A Reproductive Right at Risk
The San Bernardino County Board of Supervisors last month voted to sweep so-called morning-after pills from the shelves of county clinics, an action that will test just what limits on reproductive rights the Bush administration will allow.
The move came despite the fact that the two drugs at issue are licensed for use by the federal Food and Drug Administration and have been used in San Bernardino’s 12 publicly funded clinics for the past three years.
The county wants permission to continue to receive federal funding for its clinics, even though low-income women and teenage girls would be denied safe and effective options for preventing pregnancy that are readily available to those who can afford private medical care. Emergency contraception simply prevents either ovulation or implantation of the egg in the uterus. There’s no pregnancy without implantation.
Out of 23,000 men and women who sought contraceptive services at San Bernardino’s public clinics last year, only 170 women got the morning-after pill. But for those, the pill can prevent the wrenching choices that result from an unwanted pregnancy.
The board’s objections center on the requirement, rooted in state law, that clinic doctors treat teenagers and cannot insist on parental knowledge or consent. Federal rules bind local public health officials to provide treatment consistent with state law, and California teens may confidentially receive a wide variety of reproductive services.
The supervisors’ pernicious response is to withhold emergency contraception from everyone. Their petition is an open invitation for other counties and states receiving federal funds to pick and choose the reproductive services they wish to provide, leaving poor, often desperate women with increasingly fewer options.
San Bernardino’s petition now rests with the California Family Health Council, a nonprofit organization that distributes federal money to county clinics in the state. We urge the council to deny the waiver request as a dangerous assault on reproductive freedom.
•••
■ What you have to do ■
Retype the passage of the article on San Bernardino County's morning-after pill vote that opens with the words containing "The board’s objections" and closes with "increasingly fewer options.".
•••
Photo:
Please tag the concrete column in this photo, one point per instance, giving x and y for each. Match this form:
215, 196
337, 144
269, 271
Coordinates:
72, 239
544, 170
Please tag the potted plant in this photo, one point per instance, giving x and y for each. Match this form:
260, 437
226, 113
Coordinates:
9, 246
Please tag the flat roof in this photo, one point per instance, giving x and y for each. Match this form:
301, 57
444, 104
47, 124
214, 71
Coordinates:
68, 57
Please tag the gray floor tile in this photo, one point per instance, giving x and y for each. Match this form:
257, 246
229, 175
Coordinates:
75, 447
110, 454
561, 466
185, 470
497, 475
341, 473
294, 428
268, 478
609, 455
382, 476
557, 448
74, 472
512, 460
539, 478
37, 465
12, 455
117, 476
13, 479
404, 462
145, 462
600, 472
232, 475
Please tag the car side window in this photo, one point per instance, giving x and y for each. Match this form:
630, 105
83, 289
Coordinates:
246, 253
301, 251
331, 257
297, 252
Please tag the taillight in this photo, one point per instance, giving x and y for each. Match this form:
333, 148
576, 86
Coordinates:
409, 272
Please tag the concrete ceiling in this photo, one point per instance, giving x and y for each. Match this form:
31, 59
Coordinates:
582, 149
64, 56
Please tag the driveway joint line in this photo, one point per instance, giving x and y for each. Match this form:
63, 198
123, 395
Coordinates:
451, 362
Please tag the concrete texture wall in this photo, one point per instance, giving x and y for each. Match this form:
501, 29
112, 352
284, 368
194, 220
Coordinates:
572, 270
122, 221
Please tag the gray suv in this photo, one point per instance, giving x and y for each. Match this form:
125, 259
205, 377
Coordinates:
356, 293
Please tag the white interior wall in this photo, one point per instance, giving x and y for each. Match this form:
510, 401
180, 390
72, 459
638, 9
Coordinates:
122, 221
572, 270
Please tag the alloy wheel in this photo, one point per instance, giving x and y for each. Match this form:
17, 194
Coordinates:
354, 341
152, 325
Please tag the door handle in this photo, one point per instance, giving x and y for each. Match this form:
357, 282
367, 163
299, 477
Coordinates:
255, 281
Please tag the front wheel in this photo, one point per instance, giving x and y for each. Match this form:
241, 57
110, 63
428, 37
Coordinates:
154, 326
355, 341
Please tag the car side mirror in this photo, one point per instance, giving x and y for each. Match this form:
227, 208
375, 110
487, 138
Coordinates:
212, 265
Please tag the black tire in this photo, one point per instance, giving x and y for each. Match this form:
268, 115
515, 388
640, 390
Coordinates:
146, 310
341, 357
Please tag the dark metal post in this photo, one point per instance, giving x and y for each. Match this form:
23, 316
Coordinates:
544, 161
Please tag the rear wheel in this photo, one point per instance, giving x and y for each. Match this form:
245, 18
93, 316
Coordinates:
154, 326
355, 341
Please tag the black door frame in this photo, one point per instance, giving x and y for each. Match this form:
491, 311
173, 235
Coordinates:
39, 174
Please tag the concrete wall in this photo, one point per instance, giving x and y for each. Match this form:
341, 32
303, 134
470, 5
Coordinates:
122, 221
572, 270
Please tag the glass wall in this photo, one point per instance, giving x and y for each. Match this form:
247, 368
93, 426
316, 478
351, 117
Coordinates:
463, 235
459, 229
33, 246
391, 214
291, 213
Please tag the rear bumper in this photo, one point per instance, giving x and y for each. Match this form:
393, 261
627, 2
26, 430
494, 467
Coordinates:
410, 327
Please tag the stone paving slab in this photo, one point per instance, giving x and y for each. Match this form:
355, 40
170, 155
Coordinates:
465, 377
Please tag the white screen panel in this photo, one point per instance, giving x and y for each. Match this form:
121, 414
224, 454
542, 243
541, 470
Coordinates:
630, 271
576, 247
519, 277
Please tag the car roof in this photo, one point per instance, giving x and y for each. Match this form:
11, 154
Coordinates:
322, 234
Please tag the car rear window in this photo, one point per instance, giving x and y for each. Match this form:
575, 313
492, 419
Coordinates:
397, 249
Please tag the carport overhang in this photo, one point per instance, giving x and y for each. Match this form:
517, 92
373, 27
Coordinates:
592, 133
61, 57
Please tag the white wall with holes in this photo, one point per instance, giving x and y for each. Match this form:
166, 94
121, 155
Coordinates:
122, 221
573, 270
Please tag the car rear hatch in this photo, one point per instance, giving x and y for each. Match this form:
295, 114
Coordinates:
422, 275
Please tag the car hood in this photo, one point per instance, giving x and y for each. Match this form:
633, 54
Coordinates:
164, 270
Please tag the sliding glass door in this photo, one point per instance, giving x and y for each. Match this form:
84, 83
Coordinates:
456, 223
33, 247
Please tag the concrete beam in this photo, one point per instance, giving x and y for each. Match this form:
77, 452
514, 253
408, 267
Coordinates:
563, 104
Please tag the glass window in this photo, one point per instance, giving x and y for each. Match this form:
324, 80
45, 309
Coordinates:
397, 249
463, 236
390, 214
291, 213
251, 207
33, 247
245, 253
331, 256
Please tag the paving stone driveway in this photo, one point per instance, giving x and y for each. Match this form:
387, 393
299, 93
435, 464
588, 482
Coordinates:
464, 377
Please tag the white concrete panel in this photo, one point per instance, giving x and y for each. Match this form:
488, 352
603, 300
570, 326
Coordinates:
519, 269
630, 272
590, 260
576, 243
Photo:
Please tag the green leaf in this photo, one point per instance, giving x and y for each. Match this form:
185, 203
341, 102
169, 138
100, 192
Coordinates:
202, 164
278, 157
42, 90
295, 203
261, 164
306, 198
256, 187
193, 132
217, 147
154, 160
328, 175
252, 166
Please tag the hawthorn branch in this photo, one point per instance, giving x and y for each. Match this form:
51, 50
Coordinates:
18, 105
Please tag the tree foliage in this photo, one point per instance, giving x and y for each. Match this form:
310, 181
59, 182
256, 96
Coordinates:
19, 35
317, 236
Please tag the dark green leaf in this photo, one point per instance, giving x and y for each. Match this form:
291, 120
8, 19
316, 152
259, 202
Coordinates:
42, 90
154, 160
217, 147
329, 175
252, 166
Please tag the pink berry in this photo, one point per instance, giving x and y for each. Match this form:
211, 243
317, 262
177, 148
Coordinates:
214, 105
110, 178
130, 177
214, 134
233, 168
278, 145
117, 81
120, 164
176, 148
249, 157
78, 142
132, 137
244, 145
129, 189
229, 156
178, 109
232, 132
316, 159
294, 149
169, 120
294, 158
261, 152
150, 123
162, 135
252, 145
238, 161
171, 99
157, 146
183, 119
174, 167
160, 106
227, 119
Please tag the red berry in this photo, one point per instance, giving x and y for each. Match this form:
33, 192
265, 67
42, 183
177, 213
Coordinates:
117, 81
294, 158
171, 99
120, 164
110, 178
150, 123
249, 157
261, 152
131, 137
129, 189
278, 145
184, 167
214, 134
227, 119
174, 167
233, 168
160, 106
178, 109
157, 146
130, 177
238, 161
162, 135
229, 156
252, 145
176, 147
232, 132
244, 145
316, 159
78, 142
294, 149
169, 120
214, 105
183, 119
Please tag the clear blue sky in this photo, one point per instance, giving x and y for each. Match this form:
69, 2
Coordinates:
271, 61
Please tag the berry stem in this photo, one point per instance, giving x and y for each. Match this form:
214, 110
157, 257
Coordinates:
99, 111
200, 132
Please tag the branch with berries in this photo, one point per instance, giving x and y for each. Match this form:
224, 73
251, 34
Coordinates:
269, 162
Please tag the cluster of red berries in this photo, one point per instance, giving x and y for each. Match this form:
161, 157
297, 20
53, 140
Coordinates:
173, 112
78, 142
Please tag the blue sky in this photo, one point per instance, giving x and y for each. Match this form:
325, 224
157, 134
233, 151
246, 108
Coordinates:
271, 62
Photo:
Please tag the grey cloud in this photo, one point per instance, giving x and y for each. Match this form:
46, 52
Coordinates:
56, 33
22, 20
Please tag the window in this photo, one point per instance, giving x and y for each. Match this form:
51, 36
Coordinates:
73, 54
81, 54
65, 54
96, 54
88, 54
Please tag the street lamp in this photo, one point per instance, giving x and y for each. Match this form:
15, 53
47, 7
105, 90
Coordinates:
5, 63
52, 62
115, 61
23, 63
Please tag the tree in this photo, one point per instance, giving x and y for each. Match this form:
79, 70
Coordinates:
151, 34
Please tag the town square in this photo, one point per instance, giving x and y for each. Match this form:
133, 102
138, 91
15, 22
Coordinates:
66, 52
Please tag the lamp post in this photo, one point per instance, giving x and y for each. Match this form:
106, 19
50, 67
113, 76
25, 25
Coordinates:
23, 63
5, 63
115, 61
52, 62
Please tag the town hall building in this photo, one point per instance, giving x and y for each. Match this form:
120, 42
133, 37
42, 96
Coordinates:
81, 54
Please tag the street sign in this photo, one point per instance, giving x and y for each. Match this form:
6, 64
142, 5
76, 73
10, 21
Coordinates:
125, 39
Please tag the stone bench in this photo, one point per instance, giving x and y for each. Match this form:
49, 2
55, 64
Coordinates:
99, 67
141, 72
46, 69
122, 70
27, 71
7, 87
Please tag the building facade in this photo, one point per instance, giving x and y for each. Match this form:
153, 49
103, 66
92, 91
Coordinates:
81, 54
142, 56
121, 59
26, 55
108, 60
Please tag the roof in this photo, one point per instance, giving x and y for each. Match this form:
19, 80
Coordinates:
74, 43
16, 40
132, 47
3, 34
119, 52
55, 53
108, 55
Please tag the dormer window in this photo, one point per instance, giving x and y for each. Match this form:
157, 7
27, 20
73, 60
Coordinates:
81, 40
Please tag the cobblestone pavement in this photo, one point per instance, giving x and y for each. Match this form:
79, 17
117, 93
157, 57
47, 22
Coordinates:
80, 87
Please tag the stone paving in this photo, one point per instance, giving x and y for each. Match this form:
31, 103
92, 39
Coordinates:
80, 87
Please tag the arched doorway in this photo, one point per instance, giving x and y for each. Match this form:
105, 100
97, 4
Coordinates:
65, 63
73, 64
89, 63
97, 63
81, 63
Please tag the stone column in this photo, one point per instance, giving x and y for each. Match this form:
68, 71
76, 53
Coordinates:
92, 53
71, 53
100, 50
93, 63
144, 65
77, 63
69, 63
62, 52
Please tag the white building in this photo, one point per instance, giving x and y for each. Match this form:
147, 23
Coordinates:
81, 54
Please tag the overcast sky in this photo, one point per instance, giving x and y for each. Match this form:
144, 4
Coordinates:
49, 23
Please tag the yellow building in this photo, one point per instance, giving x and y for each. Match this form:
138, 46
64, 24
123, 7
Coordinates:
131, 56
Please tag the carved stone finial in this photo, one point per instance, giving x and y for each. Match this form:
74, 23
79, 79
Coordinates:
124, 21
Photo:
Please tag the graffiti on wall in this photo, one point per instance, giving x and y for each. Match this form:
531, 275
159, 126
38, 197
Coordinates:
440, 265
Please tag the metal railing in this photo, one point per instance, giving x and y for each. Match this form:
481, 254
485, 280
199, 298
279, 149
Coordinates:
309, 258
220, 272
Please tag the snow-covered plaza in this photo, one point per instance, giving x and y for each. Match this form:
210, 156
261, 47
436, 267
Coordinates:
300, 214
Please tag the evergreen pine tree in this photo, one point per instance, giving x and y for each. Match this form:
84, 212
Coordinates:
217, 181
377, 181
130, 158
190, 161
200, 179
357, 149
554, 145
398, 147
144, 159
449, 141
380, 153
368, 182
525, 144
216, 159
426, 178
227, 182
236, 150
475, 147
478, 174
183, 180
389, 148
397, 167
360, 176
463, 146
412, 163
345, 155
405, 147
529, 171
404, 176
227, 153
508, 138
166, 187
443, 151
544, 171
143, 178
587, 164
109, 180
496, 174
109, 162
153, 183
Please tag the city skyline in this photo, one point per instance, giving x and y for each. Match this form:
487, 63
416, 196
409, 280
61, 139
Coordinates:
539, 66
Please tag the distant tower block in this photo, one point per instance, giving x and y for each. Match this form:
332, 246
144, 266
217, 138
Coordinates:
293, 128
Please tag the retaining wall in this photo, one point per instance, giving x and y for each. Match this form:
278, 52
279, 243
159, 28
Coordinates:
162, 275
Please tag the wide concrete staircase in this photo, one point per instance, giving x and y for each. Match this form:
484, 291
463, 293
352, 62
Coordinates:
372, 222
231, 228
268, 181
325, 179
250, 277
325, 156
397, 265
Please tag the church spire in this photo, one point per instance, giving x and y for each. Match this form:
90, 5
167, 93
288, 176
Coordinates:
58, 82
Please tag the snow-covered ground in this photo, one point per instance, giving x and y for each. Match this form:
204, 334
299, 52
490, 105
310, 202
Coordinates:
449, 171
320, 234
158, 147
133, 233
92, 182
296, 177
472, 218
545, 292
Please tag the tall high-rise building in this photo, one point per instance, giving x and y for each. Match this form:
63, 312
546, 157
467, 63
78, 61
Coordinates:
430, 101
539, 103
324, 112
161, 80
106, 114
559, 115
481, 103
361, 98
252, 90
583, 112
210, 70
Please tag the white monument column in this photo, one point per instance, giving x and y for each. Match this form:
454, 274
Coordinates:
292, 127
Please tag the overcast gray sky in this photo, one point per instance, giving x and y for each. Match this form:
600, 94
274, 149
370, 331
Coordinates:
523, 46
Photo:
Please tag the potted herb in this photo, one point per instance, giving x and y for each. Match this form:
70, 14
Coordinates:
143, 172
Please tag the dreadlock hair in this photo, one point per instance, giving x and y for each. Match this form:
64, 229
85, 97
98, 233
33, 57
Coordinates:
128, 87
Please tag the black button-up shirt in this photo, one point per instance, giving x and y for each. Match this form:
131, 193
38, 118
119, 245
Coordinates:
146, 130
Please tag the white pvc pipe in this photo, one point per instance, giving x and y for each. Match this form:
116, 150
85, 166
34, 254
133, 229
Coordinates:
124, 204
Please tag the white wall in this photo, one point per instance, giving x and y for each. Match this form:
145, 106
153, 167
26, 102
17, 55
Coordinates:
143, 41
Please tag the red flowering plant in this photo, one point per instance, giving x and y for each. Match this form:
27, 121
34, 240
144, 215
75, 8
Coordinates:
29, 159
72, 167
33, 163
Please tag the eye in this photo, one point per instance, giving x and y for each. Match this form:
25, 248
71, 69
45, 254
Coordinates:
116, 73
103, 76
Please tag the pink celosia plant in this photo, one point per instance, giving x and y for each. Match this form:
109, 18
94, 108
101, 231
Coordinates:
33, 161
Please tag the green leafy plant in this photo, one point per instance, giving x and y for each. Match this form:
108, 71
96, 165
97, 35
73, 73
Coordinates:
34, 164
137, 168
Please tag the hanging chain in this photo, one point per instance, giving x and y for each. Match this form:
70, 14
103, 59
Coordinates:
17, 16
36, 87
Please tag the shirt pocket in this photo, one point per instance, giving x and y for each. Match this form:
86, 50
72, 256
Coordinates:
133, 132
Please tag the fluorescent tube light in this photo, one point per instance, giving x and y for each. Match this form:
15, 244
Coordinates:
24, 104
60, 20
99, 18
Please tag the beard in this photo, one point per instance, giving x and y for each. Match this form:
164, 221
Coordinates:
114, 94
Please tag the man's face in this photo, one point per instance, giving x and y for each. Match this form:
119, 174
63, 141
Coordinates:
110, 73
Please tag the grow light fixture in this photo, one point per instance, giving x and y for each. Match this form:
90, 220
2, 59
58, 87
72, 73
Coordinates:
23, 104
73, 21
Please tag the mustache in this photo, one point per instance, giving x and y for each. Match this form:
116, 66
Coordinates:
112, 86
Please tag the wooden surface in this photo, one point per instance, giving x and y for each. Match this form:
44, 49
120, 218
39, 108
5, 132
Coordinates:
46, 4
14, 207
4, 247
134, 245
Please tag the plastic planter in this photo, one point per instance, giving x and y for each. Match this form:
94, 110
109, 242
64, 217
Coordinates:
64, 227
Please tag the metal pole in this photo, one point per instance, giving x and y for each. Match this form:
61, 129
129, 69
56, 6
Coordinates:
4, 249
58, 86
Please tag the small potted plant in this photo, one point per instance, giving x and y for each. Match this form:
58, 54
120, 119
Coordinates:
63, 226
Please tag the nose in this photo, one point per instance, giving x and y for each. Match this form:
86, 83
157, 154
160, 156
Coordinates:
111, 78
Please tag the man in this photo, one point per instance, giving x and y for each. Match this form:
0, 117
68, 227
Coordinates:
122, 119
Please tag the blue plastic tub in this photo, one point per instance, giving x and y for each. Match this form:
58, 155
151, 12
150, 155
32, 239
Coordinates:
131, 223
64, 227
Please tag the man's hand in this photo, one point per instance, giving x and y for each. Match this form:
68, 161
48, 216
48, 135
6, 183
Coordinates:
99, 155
•••
■ Written response ■
The board’s objections center on the requirement, rooted in state law, that clinic doctors treat teenagers and cannot insist on parental knowledge or consent. Federal rules bind local public health officials to provide treatment consistent with state law, and California teens may confidentially receive a wide variety of reproductive services.
The supervisors’ pernicious response is to withhold emergency contraception from everyone. Their petition is an open invitation for other counties and states receiving federal funds to pick and choose the reproductive services they wish to provide, leaving poor, often desperate women with increasingly fewer options.